## Excerpted text
=====

The ethics of our AI-enabled future
Artificial
intelligence is here to stay, but such paradigm shifts are not painless for
society
People
could be forgiven for thinking that the Google event in San Francisco last week
would be about new devices and the Android mobile operating system’s latest
iteration. The annual ritual is, after all, one of the touchstones of the tech
industry. But they turned out to be wrong. It wasn’t about Google’s new Pixel
phones. Nor was it about the Home smart speaker. It was about the connective
tissue binding them—Google Assistant, the company’s artificial intelligence (AI),
a beefed up version of a prior attempt, Google Now. And that raises a number of
questions that are proliferating increasingly at the intersection of technology
and ethics.
AI
routines running under the hood of various digital services and products, and
on personal computing devices—think Apple’s Siri and Microsoft’s Cortana—have
been commonplace for a few years now. But Google Assistant, along with its
predecessor and rival Amazon’s Alexa, is taking aim at something larger.

=====

## Record set
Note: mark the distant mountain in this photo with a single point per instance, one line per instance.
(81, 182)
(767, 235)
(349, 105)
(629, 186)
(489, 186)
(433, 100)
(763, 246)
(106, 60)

=====

## Aim A
In the article on AI ethics, what turned out to be the actual focus of the Google event in San Francisco?
## Aim B
Write out everything in the article on AI ethics from "The ethics of" down to "and ethics.".

## Task solution A
Google Assistant, the company's artificial intelligence, which is the connective tissue binding its devices.

## Task solution B
The ethics of our AI-enabled future
Artificial
intelligence is here to stay, but such paradigm shifts are not painless for
society
People
could be forgiven for thinking that the Google event in San Francisco last week
would be about new devices and the Android mobile operating system’s latest
iteration. The annual ritual is, after all, one of the touchstones of the tech
industry. But they turned out to be wrong. It wasn’t about Google’s new Pixel
phones. Nor was it about the Home smart speaker. It was about the connective
tissue binding them—Google Assistant, the company’s artificial intelligence (AI),
a beefed up version of a prior attempt, Google Now. And that raises a number of
questions that are proliferating increasingly at the intersection of technology
and ethics.